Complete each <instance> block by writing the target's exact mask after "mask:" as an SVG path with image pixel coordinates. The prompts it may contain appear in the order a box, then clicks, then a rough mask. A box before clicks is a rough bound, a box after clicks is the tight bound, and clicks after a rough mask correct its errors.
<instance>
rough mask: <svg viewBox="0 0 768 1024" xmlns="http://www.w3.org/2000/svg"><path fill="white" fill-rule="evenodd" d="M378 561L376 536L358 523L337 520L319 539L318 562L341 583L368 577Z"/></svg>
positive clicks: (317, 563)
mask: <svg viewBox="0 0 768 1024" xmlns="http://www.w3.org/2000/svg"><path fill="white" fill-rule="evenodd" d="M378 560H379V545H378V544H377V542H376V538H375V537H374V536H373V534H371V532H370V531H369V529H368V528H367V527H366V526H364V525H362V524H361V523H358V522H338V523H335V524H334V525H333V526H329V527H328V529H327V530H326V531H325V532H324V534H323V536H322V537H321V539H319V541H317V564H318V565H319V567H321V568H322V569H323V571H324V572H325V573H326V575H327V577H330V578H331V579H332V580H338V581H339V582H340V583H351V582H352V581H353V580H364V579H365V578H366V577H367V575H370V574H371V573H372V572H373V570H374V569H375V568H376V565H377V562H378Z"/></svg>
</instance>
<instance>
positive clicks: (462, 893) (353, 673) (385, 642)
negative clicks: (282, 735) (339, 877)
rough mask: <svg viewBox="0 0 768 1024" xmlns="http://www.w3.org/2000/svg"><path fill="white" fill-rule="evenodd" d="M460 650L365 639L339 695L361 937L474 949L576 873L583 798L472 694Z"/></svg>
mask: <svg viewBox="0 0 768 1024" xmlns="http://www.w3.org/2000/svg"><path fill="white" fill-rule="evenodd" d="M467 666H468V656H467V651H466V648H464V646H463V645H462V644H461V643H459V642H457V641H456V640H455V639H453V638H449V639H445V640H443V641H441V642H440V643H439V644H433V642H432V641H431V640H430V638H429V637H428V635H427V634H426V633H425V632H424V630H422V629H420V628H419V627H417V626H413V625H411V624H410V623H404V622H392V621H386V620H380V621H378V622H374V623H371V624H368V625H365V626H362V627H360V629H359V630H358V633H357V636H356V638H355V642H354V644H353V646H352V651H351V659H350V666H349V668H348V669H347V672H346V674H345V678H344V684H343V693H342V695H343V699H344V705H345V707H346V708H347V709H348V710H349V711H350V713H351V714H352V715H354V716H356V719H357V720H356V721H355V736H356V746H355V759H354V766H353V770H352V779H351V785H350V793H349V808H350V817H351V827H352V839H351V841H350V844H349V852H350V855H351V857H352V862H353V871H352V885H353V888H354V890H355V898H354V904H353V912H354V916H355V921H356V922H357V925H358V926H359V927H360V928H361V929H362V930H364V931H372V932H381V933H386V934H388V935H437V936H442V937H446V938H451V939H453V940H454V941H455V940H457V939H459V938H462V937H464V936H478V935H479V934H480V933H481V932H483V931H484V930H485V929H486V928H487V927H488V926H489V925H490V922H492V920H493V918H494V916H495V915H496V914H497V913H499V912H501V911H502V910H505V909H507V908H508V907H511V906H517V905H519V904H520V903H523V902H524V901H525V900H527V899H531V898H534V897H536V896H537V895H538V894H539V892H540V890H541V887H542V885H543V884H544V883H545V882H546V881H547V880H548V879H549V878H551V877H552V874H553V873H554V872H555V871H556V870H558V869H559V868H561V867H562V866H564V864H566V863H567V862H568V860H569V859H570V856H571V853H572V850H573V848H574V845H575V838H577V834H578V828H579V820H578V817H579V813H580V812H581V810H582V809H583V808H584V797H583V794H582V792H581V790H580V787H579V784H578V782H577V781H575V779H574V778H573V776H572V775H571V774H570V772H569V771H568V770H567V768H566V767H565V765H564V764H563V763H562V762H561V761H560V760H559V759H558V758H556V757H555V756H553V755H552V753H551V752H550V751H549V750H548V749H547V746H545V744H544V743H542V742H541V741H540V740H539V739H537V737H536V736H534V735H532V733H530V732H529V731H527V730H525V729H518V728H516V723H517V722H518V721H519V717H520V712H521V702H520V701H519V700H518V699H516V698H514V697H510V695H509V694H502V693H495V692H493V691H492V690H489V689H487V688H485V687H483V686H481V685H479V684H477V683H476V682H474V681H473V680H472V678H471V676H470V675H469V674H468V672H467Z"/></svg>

■ **What this task involves**: Identify every line above that contains the string "instance", treating case as significant, and copy each of those lines in full.

■ **Answer area**:
Complete each <instance> block by writing the target's exact mask after "mask:" as an SVG path with image pixel coordinates. The prompts it may contain appear in the order a box, then clicks, then a rough mask. A box before clicks is a rough bound, a box after clicks is the tight bound, and clicks after a rough mask correct its errors.
<instance>
</instance>
<instance>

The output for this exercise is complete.